An exact copy of the listing below is needed, with no pictures in it.

Source material –
_ _ _ _
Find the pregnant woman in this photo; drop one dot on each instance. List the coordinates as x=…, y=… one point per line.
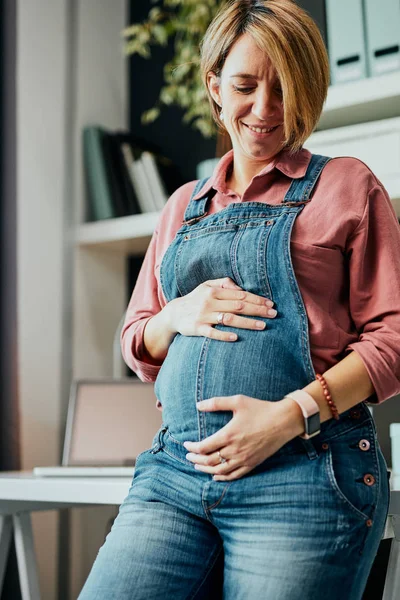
x=267, y=313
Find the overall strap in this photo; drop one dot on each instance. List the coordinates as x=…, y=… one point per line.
x=196, y=208
x=300, y=190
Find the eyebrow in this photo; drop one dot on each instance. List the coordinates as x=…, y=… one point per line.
x=244, y=76
x=250, y=76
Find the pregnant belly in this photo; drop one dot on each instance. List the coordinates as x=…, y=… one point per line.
x=260, y=364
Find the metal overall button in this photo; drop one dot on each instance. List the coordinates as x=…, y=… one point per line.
x=369, y=479
x=355, y=413
x=364, y=445
x=159, y=445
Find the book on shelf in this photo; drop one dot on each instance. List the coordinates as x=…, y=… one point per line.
x=98, y=186
x=124, y=175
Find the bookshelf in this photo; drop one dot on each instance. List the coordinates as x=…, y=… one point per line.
x=131, y=235
x=100, y=249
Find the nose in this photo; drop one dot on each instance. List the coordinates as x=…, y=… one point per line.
x=266, y=105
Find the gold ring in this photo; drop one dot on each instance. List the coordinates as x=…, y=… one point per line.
x=221, y=458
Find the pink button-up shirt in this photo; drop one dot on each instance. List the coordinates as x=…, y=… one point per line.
x=345, y=248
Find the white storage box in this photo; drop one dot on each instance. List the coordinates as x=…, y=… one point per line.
x=376, y=143
x=394, y=430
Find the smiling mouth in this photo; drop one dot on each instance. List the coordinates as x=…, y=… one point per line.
x=261, y=129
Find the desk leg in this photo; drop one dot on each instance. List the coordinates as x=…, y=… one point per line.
x=392, y=581
x=5, y=540
x=27, y=568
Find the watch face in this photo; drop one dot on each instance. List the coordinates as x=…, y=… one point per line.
x=313, y=423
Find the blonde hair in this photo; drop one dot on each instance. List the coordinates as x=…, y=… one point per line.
x=293, y=43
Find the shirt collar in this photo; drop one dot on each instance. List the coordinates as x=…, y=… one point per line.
x=291, y=165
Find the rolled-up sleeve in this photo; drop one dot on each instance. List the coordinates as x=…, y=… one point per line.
x=143, y=305
x=373, y=251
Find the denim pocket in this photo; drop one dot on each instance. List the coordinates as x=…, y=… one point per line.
x=353, y=471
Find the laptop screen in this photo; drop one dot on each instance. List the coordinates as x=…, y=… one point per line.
x=110, y=422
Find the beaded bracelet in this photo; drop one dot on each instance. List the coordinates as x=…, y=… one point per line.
x=332, y=405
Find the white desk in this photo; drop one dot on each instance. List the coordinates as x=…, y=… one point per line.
x=21, y=493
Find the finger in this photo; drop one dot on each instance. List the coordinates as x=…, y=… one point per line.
x=231, y=320
x=221, y=335
x=223, y=282
x=235, y=474
x=232, y=294
x=240, y=307
x=208, y=460
x=222, y=469
x=218, y=403
x=210, y=444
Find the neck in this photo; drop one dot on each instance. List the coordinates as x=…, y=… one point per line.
x=240, y=174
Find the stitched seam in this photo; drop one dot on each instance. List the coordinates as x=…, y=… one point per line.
x=336, y=489
x=262, y=258
x=211, y=566
x=233, y=257
x=220, y=498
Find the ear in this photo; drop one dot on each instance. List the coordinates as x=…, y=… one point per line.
x=213, y=83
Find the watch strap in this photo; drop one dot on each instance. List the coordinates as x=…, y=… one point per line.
x=310, y=410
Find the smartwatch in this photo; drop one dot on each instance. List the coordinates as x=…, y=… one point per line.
x=310, y=410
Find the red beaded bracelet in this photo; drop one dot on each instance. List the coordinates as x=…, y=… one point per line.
x=331, y=404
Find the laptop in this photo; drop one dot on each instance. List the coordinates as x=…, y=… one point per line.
x=109, y=422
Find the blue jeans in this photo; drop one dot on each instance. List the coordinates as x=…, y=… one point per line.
x=303, y=525
x=308, y=517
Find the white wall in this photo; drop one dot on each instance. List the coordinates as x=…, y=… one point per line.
x=41, y=159
x=55, y=95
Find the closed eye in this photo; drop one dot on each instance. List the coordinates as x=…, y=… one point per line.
x=243, y=90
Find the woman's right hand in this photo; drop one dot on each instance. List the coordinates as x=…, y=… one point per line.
x=197, y=312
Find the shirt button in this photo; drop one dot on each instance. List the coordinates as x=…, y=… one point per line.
x=355, y=413
x=364, y=445
x=369, y=479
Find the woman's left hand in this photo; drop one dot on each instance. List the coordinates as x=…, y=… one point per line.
x=258, y=429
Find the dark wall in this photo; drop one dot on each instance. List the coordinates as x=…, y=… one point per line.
x=179, y=142
x=183, y=145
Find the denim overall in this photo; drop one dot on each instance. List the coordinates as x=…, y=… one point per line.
x=308, y=516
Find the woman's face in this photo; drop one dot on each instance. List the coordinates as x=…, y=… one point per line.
x=250, y=96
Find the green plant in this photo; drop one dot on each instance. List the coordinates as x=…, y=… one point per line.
x=186, y=22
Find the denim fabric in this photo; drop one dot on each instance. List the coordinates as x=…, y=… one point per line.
x=305, y=519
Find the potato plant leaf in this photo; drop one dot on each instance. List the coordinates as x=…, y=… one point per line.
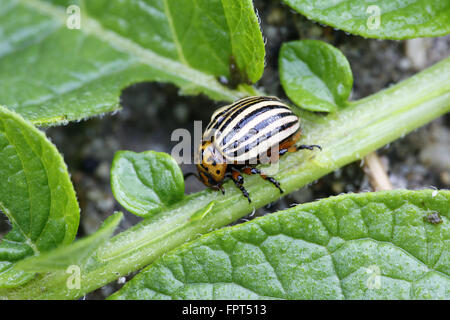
_ _ _ _
Expected answer –
Find the pregnant woman in this photo; drop one dot on each instance. List the coordinates as x=…, y=… one point per line.
x=267, y=313
Find the overall strap in this photo; drop one dot on each instance. List the coordinates as x=…, y=… one point per line.
x=196, y=208
x=300, y=190
Find the eyebrow in this photo; drop one dot on each instance. List the coordinates as x=…, y=… one point per line.
x=244, y=76
x=250, y=76
Find the pregnant belly in this photo; drop one dot on each instance. List the coordinates as x=…, y=… one point per line.
x=260, y=364
Find the metal overall button in this photo; drop one dot on each instance. List the coordinates as x=…, y=… one point per line.
x=369, y=479
x=355, y=413
x=364, y=445
x=159, y=445
Find the book on shelf in this photo; drop one dot on each instance. List the coordinates as x=…, y=… one point per line.
x=98, y=186
x=124, y=175
Find the bookshelf in this photo; drop one dot on each instance. List the coordinates as x=…, y=… one point per line.
x=131, y=235
x=100, y=249
Find the nose in this photo; drop one dot on each instance. List the coordinates as x=…, y=… one point per line.
x=266, y=105
Find the gold ring in this photo; drop one dot on each instance. List the coordinates as x=…, y=… one point per line.
x=221, y=458
Find the pink button-up shirt in this photo; drop one dot on each instance. List the coordinates as x=…, y=… one point per line.
x=345, y=248
Find the white storage box in this photo; drop one dot on each instance. List the coordinates as x=…, y=… one point per line.
x=376, y=143
x=394, y=430
Find the smiling mouth in this photo; drop one dot on each instance. List the coordinates as x=…, y=… one point per line.
x=261, y=129
Find the desk leg in this photo; drop one dot on each instance. List the coordinates as x=…, y=… one point per line.
x=392, y=581
x=5, y=540
x=27, y=568
Find the watch face in this photo; drop one dot on each instance. List the coordinates as x=…, y=… one point per line.
x=313, y=423
Find the blonde hair in this photo; drop one dot on each instance. List the coordinates as x=…, y=… one point per line.
x=293, y=43
Find the shirt collar in this photo; drop one dot on each instance. List the coordinates as x=…, y=… one point per line.
x=291, y=165
Find the rolled-up sleeve in this photo; drop one dot on each instance. List the coordinates as x=…, y=… one point per line.
x=143, y=305
x=373, y=251
Find the denim pocket in this photo; drop one dot on each instance. List the coordinates as x=…, y=… one point per line.
x=353, y=471
Find the laptop screen in this photo; drop one dot on each instance. List the coordinates as x=…, y=… one point per line.
x=110, y=422
Find the beaded bracelet in this photo; drop one dot on each instance. List the coordinates as x=…, y=… one point per line.
x=332, y=405
Find the white desk in this photo; drop one dot on each instance. List the coordinates as x=…, y=… one point per line.
x=21, y=493
Find the finger in this photo; drop one dot on each instance. List the coordinates as x=…, y=… one point per line.
x=231, y=320
x=221, y=335
x=223, y=282
x=235, y=474
x=232, y=294
x=240, y=307
x=208, y=460
x=222, y=469
x=218, y=403
x=210, y=444
Find the neck in this photo; drop one dot on each instance. List the coordinates as x=…, y=… one point per line.
x=240, y=174
Find the stitched seam in this photo; drop one dot on each instance. List the coordinates as x=…, y=… one point per line.
x=336, y=489
x=262, y=258
x=211, y=566
x=233, y=257
x=220, y=498
Find the ear in this photo; drop one dot on each instance. List the coordinates as x=…, y=… one point per line.
x=213, y=83
Find the watch strap in this photo; drop one dot on each instance. List the coordinates as x=…, y=… one point per line.
x=310, y=410
Find the smartwatch in this photo; drop one dot on each instance. List the coordinates as x=…, y=… one point per line.
x=310, y=410
Find the red beaded bracelet in this photo; drop one dot on each instance. List the coordinates as x=…, y=… one point per line.
x=331, y=404
Find the laptop in this photo; drop one dot on each instance. List the coordinates as x=…, y=… one point per line.
x=109, y=422
Find the blue jeans in this photo; drop one dot on each instance. List the coordinates as x=…, y=… one point per line.
x=303, y=525
x=308, y=517
Find the white wall in this photo; drop one dot on each instance. List the coordinates as x=…, y=… one point per line.
x=41, y=159
x=55, y=95
Find the closed eye in this photo; drop one dot on each instance. List the coordinates as x=…, y=… one point per line.
x=243, y=90
Find the woman's right hand in this photo; drop one dot on each instance. List the coordinates as x=…, y=… one point per line.
x=197, y=312
Find the shirt button in this photo; drop one dot on each instance. List the coordinates as x=…, y=… one point per line.
x=355, y=413
x=364, y=445
x=369, y=479
Find the woman's left hand in this photo; drop one dot on each instance. List the coordinates as x=…, y=… one point per line.
x=258, y=429
Find the dark wall in this photo; drop one dot on each instance. List the coordinates as x=…, y=… one point per line.
x=179, y=142
x=183, y=145
Find the denim overall in this photo; drop one dot on each instance. List the coordinates as x=…, y=… one point per line.
x=308, y=516
Find the woman's face in this photo; drop one dot on each instance. List the coordinates as x=…, y=… one point per line.
x=250, y=96
Find the green plant in this photo; drop one dot on each instance. List the coordinates as x=…, y=… one point per line.
x=186, y=22
Find the denim fabric in this photo; drop one dot on each instance. List the coordinates as x=…, y=… one point per line.
x=305, y=519
Find the potato plant leaf in this photo; drop one dot on each instance. List the coordinates as x=…, y=… one point per line.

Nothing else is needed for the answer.